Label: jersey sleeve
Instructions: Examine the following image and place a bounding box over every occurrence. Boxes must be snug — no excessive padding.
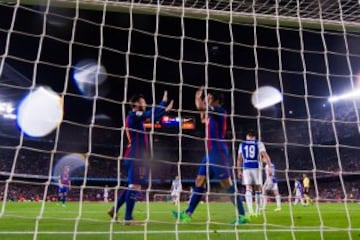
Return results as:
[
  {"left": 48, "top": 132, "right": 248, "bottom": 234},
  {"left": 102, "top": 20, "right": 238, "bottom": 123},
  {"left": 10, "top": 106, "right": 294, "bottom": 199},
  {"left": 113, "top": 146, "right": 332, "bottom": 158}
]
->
[
  {"left": 208, "top": 106, "right": 226, "bottom": 117},
  {"left": 131, "top": 101, "right": 166, "bottom": 121}
]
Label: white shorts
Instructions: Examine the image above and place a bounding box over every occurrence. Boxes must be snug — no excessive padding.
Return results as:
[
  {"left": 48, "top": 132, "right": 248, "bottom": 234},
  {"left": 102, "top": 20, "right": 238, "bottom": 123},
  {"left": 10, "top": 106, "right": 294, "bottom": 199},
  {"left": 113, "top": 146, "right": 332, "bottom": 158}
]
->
[
  {"left": 263, "top": 179, "right": 279, "bottom": 191},
  {"left": 242, "top": 168, "right": 262, "bottom": 185},
  {"left": 295, "top": 190, "right": 303, "bottom": 198},
  {"left": 171, "top": 191, "right": 180, "bottom": 197}
]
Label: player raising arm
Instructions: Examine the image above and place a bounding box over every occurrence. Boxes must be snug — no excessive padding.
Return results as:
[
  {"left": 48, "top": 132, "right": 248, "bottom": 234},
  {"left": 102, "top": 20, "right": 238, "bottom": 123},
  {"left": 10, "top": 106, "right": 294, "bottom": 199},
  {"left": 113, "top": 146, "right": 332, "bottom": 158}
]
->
[
  {"left": 108, "top": 91, "right": 174, "bottom": 224},
  {"left": 237, "top": 131, "right": 272, "bottom": 216},
  {"left": 173, "top": 87, "right": 246, "bottom": 224}
]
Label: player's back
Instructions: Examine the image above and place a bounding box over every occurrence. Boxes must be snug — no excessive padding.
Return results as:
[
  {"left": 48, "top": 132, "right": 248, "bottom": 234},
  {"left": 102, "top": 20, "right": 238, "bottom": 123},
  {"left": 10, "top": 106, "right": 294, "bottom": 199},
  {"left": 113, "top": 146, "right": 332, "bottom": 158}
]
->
[
  {"left": 125, "top": 111, "right": 147, "bottom": 148},
  {"left": 206, "top": 106, "right": 227, "bottom": 150}
]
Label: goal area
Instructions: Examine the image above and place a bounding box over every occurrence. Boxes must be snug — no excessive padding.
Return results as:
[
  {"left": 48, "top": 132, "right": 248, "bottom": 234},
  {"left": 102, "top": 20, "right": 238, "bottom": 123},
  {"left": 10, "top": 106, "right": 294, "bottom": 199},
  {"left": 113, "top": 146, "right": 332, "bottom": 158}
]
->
[{"left": 0, "top": 0, "right": 360, "bottom": 240}]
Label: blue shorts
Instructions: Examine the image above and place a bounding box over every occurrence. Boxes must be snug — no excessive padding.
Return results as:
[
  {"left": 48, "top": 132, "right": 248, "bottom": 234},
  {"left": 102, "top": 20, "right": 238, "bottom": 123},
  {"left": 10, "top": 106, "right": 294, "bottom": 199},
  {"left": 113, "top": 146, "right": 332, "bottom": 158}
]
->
[
  {"left": 124, "top": 146, "right": 149, "bottom": 185},
  {"left": 198, "top": 151, "right": 231, "bottom": 180}
]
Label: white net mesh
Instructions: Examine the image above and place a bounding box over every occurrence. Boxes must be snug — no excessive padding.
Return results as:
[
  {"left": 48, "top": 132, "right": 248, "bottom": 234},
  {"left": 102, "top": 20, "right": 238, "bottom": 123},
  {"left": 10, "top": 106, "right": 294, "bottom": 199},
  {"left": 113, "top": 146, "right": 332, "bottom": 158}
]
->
[{"left": 0, "top": 0, "right": 360, "bottom": 239}]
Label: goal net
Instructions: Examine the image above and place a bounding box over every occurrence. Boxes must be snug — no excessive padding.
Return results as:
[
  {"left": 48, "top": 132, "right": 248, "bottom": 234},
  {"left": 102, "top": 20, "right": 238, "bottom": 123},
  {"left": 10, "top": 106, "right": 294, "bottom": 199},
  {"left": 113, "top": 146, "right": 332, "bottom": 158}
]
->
[{"left": 0, "top": 0, "right": 360, "bottom": 239}]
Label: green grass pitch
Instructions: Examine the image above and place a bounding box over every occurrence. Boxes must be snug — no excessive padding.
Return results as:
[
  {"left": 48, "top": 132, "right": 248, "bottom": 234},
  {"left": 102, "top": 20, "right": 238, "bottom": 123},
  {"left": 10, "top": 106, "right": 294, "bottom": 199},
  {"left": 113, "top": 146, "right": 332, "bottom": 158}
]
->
[{"left": 0, "top": 202, "right": 360, "bottom": 240}]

□ □ □

Exercise prompt
Output the lines above in full and exactly as given, omitting any pictures.

Exercise solution
Label: jersey sleeve
Instructions: Examine the following image and place a bounding box over every occurrence. Boxes must be snug — no excessive padding.
Return results as:
[
  {"left": 48, "top": 132, "right": 248, "bottom": 234},
  {"left": 102, "top": 20, "right": 238, "bottom": 123},
  {"left": 10, "top": 106, "right": 294, "bottom": 199},
  {"left": 113, "top": 146, "right": 332, "bottom": 158}
]
->
[
  {"left": 208, "top": 106, "right": 226, "bottom": 117},
  {"left": 131, "top": 101, "right": 166, "bottom": 121}
]
Label: white shorts
Instructions: Examine the image above and place a bounding box over every occurrence. Boxes must be snug — no excessive padding.
Return results as:
[
  {"left": 48, "top": 132, "right": 248, "bottom": 234},
  {"left": 102, "top": 20, "right": 238, "bottom": 123},
  {"left": 10, "top": 106, "right": 294, "bottom": 199},
  {"left": 113, "top": 146, "right": 332, "bottom": 158}
]
->
[
  {"left": 263, "top": 179, "right": 279, "bottom": 191},
  {"left": 242, "top": 168, "right": 262, "bottom": 185},
  {"left": 295, "top": 190, "right": 303, "bottom": 198},
  {"left": 171, "top": 191, "right": 180, "bottom": 197}
]
Label: player raising arm
Instructions: Examine the image above and place a bounding box over every occurrence. Boxes must be snug — no excessive padding.
Return results as:
[
  {"left": 48, "top": 132, "right": 248, "bottom": 234},
  {"left": 102, "top": 20, "right": 238, "bottom": 123},
  {"left": 10, "top": 106, "right": 294, "bottom": 199},
  {"left": 113, "top": 146, "right": 332, "bottom": 158}
]
->
[
  {"left": 108, "top": 91, "right": 174, "bottom": 224},
  {"left": 237, "top": 131, "right": 272, "bottom": 216},
  {"left": 173, "top": 87, "right": 246, "bottom": 224}
]
Label: player's back
Instructions: Examine the image above and place a bounding box over every occurrence. Boxes must be snug — no excessive padding.
Return results as:
[
  {"left": 48, "top": 132, "right": 248, "bottom": 234},
  {"left": 102, "top": 20, "right": 238, "bottom": 123},
  {"left": 10, "top": 106, "right": 294, "bottom": 199},
  {"left": 113, "top": 146, "right": 332, "bottom": 158}
]
->
[
  {"left": 125, "top": 111, "right": 147, "bottom": 148},
  {"left": 206, "top": 106, "right": 227, "bottom": 150}
]
Label: goal area
Instructions: Examine the image above and place a bounding box over every occurrence. Boxes must be snug — no excessive padding.
Return results as:
[
  {"left": 48, "top": 132, "right": 248, "bottom": 234},
  {"left": 102, "top": 20, "right": 238, "bottom": 123},
  {"left": 10, "top": 106, "right": 294, "bottom": 199},
  {"left": 113, "top": 146, "right": 332, "bottom": 158}
]
->
[{"left": 0, "top": 0, "right": 360, "bottom": 240}]
Label: blue shorts
Instructions: Examine the image above and place a bounding box over every occurrence. Boxes must be snug — no excessive padding.
Return results as:
[
  {"left": 48, "top": 132, "right": 248, "bottom": 234},
  {"left": 102, "top": 20, "right": 238, "bottom": 123},
  {"left": 10, "top": 106, "right": 294, "bottom": 199},
  {"left": 113, "top": 146, "right": 332, "bottom": 158}
]
->
[
  {"left": 124, "top": 146, "right": 149, "bottom": 185},
  {"left": 198, "top": 151, "right": 231, "bottom": 180}
]
Label: white net mesh
Instructions: Examine the image above and place a bounding box over every occurrence. Boxes must be snug — no excessive padding.
Return results as:
[
  {"left": 48, "top": 132, "right": 248, "bottom": 234},
  {"left": 102, "top": 20, "right": 238, "bottom": 123},
  {"left": 10, "top": 106, "right": 294, "bottom": 199},
  {"left": 113, "top": 146, "right": 332, "bottom": 158}
]
->
[{"left": 0, "top": 0, "right": 360, "bottom": 239}]
Label: goal net
Instructions: Examine the image above and place a bounding box over every occurrence. Boxes must be snug — no excessive padding.
Return results as:
[
  {"left": 48, "top": 132, "right": 248, "bottom": 234},
  {"left": 102, "top": 20, "right": 238, "bottom": 123},
  {"left": 10, "top": 106, "right": 294, "bottom": 199},
  {"left": 113, "top": 146, "right": 332, "bottom": 158}
]
->
[{"left": 0, "top": 0, "right": 360, "bottom": 239}]
Label: green grass pitch
Instructions: Examine the image above and place a bounding box over every occurrence. Boxes must be snug — no excessive padding.
Return results as:
[
  {"left": 48, "top": 132, "right": 248, "bottom": 234},
  {"left": 102, "top": 20, "right": 238, "bottom": 123},
  {"left": 10, "top": 106, "right": 294, "bottom": 199},
  {"left": 113, "top": 146, "right": 332, "bottom": 158}
]
->
[{"left": 0, "top": 202, "right": 360, "bottom": 240}]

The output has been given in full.